Among the advantages of an MLISP implementation of the new
system are:

(1) Efficiency.  The language will be processed by an extension
of the existing MLISP compiler, which translates at 3000
lines per minute, more than three times faster than PUB
Pass One.  Most PUB macros could be procedures (EXPRs and
FEXPRs) in P, so their execution will be several times faster
than in PUB (PUB spends much of its time expanding macros).

(2) Flexibility.  Author procedures could directly call
or redefine procedures in the system.  During debugging,
the author could set breakpoints and perform traces.

(3) Portability.  The extended MLISP compiler will be written
mostly in STANDARD LISP, so that it will be transportable
to new installations with a minimum of effort.
====
### Objectives
[a] Answer these questions from the passage on an MLISP implementation:
(i) How many lines per minute does the existing MLISP compiler translate?
(ii) What could the author do during debugging?
(iii) In what language will the extended MLISP compiler mostly be written?
[b] Write out the part of the MLISP implementation passage starting with "Among the advantages" and going on through "and perform traces.".
[c] Continue the passage on the advantages of an MLISP implementation, picking up after its last sentence.

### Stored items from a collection
====
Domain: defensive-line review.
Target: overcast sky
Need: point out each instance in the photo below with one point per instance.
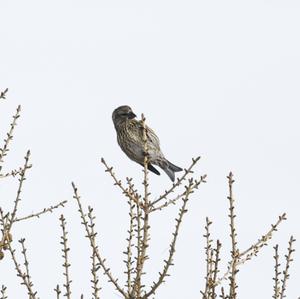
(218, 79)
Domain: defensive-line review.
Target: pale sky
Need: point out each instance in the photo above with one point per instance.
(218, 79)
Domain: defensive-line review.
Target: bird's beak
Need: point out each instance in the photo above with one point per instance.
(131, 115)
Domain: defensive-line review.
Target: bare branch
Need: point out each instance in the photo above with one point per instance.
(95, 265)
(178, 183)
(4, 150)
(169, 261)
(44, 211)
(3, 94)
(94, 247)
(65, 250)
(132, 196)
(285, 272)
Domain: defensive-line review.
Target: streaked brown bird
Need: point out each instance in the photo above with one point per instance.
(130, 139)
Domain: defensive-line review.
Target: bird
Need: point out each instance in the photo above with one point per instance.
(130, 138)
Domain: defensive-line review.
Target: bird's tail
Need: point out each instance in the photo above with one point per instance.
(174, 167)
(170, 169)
====
### Task-by-task results
[a]
(i) 3000 lines per minute.
(ii) Set breakpoints and perform traces.
(iii) STANDARD LISP.

[b]
Among the advantages of an MLISP implementation of the new
system are:

(1) Efficiency.  The language will be processed by an extension
of the existing MLISP compiler, which translates at 3000
lines per minute, more than three times faster than PUB
Pass One.  Most PUB macros could be procedures (EXPRs and
FEXPRs) in P, so their execution will be several times faster
than in PUB (PUB spends much of its time expanding macros).

(2) Flexibility.  Author procedures could directly call
or redefine procedures in the system.  During debugging,
the author could set breakpoints and perform traces.

[c]
The system should run equally well (except for speed differences) in
LISP1.6, TENEX-LISP, ILSP, MACLISP, and LISP70.  With a small amount
of LAP programming, it should run in LISPs on other computers than
the PDP-10 as well.

Disadvantages of MLISP are:

(1) Size.  The LISP1.6 version of the FORMATTER will probably be
nearly as large as PUB Pass One, becase of LISP and MLISP overhead.
This will be remedied when LISP70 is operational.

(2) Inefficiency.  The PAGINATOR and POLISHER may be simple enough to
be programmed in machine language at a substantial gain in efficiency.
This may be done after portable LISP versions are operational.

A LISP70 implementation will be of comparable efficiency.  Backtracking
will tend to slow it down while data type declarations will tend to
speed it up.  It will be portable because LISP70 is portable, and
flexibility will be improved because of the extensible nature of the
language.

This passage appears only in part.